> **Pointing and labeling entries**

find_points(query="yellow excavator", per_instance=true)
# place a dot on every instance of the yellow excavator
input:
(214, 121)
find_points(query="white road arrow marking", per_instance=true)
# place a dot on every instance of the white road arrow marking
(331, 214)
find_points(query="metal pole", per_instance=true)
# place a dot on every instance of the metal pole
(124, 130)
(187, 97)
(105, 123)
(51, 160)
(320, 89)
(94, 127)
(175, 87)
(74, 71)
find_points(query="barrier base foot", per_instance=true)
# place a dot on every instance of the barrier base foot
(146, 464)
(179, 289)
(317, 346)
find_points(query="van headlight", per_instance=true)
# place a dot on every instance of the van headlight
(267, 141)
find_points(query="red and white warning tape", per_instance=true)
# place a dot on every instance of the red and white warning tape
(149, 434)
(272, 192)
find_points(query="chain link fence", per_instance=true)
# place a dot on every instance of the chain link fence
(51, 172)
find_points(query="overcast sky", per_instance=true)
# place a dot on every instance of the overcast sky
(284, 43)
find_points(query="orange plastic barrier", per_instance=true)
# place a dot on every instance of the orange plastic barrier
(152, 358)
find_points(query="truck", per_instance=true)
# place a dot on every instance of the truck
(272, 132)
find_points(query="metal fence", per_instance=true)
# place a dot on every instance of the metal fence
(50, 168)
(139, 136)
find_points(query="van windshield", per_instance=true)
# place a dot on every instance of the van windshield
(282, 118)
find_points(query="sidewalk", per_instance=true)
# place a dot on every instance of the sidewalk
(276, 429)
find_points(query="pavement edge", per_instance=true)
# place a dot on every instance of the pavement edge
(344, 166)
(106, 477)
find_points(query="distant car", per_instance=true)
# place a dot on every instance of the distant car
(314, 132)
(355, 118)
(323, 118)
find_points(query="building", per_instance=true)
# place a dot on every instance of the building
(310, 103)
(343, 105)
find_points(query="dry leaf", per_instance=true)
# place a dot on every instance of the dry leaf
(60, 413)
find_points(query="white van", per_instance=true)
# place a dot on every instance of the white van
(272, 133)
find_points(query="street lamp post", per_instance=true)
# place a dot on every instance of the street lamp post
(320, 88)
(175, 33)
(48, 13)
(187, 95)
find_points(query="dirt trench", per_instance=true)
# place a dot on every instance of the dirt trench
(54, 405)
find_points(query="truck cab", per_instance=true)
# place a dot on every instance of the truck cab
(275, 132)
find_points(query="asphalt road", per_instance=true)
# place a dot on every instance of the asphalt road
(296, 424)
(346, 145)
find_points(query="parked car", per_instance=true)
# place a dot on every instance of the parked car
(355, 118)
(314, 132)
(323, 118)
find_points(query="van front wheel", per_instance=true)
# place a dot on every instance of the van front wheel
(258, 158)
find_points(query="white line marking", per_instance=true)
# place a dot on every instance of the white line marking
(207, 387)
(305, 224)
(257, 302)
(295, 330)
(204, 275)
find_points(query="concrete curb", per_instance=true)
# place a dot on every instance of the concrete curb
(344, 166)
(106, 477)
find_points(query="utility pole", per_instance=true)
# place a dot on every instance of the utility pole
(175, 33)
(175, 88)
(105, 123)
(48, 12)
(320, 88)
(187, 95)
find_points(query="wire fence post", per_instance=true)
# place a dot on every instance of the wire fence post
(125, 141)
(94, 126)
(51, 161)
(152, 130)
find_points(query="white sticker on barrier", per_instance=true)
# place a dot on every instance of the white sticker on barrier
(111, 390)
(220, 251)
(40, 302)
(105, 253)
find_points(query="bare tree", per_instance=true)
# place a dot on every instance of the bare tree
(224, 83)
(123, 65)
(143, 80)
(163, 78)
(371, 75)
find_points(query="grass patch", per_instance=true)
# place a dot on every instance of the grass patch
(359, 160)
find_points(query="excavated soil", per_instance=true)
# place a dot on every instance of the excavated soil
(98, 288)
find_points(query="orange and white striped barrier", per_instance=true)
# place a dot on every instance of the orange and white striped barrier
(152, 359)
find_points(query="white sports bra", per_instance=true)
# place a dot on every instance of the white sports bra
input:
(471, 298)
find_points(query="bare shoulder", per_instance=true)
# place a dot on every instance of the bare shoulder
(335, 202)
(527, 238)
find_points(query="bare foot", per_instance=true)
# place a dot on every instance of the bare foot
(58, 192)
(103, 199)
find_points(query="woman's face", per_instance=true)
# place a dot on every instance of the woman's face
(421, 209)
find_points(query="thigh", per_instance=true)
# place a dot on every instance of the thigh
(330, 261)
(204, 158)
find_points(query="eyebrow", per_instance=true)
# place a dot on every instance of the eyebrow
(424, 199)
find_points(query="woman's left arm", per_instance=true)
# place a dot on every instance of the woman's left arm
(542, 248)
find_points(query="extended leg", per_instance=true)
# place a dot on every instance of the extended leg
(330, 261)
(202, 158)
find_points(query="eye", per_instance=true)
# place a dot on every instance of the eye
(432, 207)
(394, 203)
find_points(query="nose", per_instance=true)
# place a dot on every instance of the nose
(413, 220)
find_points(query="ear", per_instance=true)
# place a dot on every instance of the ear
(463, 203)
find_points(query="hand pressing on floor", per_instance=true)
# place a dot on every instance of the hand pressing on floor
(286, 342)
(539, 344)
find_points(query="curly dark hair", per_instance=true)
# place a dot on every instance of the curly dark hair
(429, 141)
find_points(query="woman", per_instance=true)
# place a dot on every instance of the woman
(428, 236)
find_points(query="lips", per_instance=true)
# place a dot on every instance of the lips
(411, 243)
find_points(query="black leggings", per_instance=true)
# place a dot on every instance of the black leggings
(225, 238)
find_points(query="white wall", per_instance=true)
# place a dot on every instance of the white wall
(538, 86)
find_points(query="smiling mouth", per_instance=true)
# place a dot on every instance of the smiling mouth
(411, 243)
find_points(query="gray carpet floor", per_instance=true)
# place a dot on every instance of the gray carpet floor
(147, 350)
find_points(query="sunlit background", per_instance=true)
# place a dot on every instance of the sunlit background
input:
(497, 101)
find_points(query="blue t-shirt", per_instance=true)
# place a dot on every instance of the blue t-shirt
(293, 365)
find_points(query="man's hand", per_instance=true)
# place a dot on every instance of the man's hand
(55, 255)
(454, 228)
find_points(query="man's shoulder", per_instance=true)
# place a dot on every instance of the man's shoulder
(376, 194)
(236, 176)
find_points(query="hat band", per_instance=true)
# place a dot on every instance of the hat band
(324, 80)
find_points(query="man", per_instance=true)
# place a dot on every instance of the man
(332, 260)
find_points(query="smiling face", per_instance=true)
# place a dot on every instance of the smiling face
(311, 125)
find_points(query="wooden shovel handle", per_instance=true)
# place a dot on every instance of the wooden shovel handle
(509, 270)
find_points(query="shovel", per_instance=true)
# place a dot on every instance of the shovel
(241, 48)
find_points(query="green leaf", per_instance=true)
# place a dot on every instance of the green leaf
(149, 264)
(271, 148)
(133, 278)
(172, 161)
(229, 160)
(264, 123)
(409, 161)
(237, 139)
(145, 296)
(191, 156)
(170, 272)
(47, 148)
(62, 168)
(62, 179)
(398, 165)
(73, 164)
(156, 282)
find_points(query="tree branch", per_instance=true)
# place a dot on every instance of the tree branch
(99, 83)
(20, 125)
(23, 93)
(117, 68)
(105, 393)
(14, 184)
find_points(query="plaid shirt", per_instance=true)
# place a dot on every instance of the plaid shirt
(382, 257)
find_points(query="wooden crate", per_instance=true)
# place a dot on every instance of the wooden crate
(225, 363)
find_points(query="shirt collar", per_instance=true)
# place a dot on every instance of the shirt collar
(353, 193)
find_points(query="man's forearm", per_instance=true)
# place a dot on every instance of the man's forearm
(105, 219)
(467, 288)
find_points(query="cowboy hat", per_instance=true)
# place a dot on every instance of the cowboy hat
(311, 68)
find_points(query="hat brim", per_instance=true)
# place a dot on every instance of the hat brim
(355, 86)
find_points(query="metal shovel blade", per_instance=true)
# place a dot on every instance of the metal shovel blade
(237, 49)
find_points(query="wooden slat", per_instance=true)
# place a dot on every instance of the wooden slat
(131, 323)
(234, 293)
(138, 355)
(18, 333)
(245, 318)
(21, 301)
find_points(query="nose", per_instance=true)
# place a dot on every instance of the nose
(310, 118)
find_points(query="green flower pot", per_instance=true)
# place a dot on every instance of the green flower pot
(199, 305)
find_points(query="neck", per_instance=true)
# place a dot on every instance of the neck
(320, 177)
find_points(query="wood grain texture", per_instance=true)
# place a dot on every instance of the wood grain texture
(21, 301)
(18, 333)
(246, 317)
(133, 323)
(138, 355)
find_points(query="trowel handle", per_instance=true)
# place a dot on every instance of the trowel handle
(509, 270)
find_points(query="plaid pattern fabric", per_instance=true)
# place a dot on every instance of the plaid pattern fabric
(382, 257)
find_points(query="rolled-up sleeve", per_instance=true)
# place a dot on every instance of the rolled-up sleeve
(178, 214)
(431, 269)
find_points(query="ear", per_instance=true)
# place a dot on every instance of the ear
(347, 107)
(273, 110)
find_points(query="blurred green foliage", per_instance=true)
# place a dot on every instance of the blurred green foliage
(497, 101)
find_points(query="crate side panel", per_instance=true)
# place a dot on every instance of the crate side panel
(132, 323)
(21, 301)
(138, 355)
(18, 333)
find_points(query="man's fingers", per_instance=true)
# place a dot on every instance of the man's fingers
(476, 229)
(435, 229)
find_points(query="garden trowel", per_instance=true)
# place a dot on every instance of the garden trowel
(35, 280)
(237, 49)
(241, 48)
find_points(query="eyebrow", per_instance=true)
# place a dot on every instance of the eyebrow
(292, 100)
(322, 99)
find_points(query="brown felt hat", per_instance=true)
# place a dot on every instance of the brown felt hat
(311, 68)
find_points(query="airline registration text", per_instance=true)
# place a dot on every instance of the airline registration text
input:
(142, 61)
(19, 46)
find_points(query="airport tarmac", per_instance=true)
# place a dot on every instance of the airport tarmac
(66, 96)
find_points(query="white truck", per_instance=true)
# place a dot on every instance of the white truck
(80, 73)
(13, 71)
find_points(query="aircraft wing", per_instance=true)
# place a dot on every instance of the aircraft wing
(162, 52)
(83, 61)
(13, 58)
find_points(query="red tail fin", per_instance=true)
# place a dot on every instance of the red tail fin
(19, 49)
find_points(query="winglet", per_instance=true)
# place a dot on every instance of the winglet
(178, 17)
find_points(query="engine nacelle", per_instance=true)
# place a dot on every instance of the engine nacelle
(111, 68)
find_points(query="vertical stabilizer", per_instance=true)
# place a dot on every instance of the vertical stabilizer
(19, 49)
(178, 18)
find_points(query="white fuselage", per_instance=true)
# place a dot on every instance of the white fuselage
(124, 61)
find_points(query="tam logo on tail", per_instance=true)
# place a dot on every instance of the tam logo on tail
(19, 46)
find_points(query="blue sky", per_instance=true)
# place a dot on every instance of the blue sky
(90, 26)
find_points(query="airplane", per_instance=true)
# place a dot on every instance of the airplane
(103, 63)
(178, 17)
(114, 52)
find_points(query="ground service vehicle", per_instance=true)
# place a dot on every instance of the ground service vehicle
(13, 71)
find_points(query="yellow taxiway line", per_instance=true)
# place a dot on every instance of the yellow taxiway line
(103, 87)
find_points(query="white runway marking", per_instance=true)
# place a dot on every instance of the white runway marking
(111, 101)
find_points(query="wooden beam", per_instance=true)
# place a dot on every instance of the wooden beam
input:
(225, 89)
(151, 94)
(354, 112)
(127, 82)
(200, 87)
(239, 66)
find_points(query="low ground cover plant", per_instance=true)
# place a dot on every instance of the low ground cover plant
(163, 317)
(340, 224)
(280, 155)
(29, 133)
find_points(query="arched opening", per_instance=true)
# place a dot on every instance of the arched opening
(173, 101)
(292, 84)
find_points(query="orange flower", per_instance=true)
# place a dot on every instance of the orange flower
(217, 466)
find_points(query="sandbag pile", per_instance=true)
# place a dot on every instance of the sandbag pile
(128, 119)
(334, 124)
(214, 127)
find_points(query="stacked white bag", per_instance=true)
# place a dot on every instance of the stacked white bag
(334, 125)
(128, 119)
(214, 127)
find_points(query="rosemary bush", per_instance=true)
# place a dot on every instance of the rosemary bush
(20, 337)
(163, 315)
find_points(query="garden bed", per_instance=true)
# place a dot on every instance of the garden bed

> **Goal of the exercise**
Find every line in the material above that contains the word "floor", and copy each of those lines.

> **Task solution**
find_points(query="hand pressing on floor", per_instance=true)
# place a dot on every instance of the hand pressing on floor
find_points(query="gray carpet floor", per_instance=true)
# place a dot on every instance of the gray carpet floor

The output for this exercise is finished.